What you have to do:
Find the line containing "TARGET: man wearing shorts", then output it and every line after it through the end of the listing below, exactly as written.

-------

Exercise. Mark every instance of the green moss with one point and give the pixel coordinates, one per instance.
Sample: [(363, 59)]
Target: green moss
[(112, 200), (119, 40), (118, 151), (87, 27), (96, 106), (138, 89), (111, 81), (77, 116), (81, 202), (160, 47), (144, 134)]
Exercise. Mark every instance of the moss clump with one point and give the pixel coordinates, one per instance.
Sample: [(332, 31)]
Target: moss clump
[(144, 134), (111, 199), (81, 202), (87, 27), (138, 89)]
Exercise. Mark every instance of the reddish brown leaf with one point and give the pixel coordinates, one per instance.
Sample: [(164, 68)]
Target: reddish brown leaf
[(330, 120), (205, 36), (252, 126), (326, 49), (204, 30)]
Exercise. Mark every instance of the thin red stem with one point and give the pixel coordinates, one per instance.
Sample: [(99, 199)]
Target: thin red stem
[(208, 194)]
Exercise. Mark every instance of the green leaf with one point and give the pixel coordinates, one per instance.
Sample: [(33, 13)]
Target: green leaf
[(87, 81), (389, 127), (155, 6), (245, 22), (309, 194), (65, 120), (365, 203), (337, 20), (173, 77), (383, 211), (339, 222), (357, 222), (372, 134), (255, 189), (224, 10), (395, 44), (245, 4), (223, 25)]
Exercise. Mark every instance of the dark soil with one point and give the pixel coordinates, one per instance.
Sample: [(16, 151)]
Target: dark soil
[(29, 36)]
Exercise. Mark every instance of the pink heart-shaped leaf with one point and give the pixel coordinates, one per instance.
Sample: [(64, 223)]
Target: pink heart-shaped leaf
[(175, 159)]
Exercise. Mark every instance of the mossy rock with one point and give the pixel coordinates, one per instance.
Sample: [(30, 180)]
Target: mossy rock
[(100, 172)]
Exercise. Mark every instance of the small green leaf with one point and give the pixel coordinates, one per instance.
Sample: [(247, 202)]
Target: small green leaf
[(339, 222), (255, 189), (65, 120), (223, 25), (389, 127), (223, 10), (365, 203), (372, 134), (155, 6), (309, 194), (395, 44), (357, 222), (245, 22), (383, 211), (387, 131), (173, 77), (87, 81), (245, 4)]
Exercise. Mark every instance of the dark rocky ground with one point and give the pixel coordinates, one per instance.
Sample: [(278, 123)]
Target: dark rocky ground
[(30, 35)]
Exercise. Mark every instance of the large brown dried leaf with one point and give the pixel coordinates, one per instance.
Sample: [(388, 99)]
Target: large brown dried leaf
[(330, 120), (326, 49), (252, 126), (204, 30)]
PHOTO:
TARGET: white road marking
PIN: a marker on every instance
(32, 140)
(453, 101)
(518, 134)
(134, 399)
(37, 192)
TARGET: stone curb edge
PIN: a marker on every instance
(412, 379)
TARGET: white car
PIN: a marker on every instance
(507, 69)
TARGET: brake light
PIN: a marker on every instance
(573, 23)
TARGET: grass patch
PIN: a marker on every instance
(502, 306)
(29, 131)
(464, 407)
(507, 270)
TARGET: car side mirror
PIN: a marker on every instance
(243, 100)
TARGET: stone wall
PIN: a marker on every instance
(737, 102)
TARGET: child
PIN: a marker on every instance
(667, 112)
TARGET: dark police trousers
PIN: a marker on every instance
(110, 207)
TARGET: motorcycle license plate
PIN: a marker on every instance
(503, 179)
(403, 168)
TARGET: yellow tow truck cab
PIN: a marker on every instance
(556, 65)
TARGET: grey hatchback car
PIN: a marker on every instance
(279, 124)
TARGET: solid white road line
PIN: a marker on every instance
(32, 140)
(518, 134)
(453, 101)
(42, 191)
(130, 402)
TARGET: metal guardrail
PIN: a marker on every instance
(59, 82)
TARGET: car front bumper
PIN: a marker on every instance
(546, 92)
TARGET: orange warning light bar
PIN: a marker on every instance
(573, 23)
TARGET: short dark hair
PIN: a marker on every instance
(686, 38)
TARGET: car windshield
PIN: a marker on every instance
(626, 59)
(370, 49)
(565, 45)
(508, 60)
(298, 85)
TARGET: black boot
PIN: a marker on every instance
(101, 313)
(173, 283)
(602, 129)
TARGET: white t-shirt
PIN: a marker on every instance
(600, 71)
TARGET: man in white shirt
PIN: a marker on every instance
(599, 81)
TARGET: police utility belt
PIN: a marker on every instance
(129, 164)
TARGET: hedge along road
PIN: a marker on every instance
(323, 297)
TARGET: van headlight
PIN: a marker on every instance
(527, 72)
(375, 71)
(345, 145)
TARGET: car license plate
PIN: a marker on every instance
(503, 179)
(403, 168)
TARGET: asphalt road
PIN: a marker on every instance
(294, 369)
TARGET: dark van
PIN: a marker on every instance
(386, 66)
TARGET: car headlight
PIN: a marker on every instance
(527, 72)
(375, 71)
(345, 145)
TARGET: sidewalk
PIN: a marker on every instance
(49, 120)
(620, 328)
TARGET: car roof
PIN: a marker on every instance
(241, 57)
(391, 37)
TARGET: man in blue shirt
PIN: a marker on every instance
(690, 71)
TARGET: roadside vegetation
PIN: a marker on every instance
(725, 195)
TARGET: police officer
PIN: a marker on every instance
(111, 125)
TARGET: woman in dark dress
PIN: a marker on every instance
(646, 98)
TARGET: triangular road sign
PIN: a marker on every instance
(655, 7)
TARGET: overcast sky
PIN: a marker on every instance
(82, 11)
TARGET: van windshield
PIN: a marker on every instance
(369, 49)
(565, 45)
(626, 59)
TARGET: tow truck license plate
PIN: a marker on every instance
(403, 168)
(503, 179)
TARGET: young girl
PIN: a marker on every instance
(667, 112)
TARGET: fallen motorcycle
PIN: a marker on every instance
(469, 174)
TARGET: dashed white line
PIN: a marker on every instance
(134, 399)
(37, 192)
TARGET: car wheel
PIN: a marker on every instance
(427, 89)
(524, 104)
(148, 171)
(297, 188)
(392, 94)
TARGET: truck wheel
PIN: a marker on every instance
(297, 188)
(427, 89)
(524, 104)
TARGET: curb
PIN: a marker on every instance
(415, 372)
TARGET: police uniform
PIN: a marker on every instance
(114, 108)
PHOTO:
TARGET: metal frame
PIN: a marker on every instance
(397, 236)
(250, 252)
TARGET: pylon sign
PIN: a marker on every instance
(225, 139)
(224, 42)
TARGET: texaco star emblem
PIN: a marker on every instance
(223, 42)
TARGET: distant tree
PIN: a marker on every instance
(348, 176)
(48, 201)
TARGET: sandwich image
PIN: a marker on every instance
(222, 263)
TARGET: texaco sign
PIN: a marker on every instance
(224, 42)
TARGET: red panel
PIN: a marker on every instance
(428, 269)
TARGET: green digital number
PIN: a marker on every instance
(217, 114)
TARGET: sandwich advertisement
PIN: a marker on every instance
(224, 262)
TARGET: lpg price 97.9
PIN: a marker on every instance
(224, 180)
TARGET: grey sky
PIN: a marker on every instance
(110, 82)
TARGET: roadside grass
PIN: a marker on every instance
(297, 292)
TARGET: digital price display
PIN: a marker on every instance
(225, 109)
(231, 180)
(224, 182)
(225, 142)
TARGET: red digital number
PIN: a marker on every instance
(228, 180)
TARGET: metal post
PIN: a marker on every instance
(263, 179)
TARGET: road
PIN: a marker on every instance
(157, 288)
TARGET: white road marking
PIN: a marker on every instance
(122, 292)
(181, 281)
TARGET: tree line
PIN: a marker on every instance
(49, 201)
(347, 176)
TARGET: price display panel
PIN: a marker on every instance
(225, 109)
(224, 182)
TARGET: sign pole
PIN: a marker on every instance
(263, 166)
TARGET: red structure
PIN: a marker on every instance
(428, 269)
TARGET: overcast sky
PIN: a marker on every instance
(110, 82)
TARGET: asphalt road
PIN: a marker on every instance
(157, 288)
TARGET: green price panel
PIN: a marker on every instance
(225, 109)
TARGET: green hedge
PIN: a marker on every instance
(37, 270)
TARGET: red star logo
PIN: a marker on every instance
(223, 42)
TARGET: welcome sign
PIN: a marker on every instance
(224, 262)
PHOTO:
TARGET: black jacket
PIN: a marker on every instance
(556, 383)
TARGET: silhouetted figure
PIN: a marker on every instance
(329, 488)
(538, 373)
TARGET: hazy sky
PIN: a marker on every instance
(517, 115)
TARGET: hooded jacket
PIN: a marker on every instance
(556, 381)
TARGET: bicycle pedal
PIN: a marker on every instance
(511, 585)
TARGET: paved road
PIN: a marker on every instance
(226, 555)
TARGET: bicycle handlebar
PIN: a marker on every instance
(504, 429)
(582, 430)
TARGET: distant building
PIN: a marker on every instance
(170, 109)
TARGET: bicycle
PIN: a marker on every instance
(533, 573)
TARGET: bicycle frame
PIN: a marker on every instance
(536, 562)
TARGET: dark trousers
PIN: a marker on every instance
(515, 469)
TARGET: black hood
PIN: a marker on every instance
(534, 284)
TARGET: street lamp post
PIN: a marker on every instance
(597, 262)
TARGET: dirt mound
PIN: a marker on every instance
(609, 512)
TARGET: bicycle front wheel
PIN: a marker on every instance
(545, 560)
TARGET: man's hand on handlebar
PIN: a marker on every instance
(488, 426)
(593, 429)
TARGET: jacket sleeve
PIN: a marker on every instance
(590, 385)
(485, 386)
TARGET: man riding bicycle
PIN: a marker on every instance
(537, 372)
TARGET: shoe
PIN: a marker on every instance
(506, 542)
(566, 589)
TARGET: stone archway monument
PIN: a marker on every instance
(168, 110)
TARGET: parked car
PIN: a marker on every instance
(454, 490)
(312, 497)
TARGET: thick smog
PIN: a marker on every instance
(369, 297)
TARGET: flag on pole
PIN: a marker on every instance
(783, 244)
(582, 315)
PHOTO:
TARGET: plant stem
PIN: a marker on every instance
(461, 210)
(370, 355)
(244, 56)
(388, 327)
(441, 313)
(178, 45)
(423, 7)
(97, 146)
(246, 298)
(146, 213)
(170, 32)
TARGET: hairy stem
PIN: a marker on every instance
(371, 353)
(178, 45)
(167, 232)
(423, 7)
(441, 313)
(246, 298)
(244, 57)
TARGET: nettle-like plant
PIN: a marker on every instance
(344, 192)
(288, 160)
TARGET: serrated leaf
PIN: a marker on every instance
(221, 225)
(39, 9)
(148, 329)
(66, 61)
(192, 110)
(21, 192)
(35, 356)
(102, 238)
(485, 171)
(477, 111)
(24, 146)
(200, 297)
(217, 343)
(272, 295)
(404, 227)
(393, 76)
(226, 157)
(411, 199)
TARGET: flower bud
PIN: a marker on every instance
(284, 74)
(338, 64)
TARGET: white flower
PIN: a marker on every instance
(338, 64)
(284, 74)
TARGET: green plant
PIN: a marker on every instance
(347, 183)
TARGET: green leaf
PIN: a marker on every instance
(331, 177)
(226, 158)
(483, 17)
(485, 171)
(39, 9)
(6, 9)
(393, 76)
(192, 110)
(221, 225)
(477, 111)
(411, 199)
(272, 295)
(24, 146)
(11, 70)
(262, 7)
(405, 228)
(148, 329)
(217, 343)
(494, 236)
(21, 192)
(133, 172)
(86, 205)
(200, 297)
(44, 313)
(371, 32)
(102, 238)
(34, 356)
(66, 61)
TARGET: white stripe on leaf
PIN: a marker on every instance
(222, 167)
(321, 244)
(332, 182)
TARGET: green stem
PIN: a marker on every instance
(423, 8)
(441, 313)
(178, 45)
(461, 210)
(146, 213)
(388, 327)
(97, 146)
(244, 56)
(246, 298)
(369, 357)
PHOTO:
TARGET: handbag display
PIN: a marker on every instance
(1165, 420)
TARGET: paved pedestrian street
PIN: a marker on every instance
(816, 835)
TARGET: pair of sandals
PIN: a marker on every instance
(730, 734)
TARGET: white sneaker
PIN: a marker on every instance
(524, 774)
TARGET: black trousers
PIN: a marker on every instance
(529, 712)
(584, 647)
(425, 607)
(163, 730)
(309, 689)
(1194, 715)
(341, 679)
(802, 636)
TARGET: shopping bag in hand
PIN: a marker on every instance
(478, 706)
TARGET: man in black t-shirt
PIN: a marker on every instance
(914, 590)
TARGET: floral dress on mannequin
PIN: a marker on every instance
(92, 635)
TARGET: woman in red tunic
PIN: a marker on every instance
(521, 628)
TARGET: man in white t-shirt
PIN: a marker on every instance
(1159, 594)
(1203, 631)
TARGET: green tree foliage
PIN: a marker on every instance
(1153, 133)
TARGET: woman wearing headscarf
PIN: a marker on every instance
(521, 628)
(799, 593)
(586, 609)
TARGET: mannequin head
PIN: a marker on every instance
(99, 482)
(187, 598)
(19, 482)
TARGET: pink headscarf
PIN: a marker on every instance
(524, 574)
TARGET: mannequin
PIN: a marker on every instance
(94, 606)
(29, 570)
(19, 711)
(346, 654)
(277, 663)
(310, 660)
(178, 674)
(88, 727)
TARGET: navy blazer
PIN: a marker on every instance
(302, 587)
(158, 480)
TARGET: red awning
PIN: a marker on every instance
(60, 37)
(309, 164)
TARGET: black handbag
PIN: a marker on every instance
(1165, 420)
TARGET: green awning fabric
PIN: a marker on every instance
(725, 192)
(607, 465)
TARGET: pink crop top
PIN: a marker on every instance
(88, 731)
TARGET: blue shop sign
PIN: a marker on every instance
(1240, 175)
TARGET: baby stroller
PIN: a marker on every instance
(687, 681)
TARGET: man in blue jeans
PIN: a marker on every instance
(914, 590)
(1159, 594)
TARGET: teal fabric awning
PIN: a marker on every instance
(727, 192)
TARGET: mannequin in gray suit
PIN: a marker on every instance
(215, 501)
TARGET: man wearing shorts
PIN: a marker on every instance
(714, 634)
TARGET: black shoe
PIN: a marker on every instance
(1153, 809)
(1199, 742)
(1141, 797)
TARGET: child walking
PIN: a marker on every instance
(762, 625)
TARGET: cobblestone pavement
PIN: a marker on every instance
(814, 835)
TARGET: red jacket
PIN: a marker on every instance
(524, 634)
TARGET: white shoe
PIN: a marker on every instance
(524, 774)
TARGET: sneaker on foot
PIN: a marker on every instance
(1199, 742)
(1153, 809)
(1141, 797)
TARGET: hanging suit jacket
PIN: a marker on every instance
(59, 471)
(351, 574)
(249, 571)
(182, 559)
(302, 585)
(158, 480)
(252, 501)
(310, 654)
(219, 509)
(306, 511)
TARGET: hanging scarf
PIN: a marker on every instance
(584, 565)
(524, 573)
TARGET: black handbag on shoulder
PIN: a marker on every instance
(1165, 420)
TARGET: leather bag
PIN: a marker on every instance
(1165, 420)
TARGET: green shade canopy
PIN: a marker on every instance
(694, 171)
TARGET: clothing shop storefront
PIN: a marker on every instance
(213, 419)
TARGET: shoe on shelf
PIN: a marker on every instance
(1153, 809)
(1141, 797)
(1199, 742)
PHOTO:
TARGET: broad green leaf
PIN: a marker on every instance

-------

The reply:
TARGET: man wearing shorts
PIN: a marker on every instance
(714, 634)
TARGET: black shoe
PIN: a marker on every instance
(1153, 809)
(1199, 742)
(1141, 797)
TARGET: child walking
PIN: a marker on every instance
(762, 625)
TARGET: cobblestone pavement
PIN: a marker on every instance
(814, 835)
TARGET: red jacket
PIN: a marker on every instance
(524, 634)
TARGET: white shoe
PIN: a marker on every instance
(524, 774)
TARGET: sneaker on foot
PIN: a marker on every instance
(1199, 742)
(1153, 809)
(1141, 797)
TARGET: hanging suit jacket
PIN: a marker on every instance
(59, 471)
(351, 574)
(249, 571)
(182, 559)
(302, 585)
(158, 480)
(252, 501)
(310, 654)
(219, 509)
(306, 511)
TARGET: hanging scarf
PIN: a marker on every instance
(584, 565)
(524, 573)
TARGET: black handbag on shoulder
PIN: a marker on every instance
(1165, 420)
TARGET: leather bag
PIN: a marker on every instance
(1165, 420)
TARGET: green shade canopy
PIN: a marker on every instance
(694, 171)
TARGET: clothing shop storefront
PIN: a marker on every instance
(213, 419)
TARGET: shoe on shelf
PIN: a marker on every instance
(1153, 809)
(1141, 797)
(1199, 742)
PHOTO:
TARGET: broad green leaf
PIN: a marker on every instance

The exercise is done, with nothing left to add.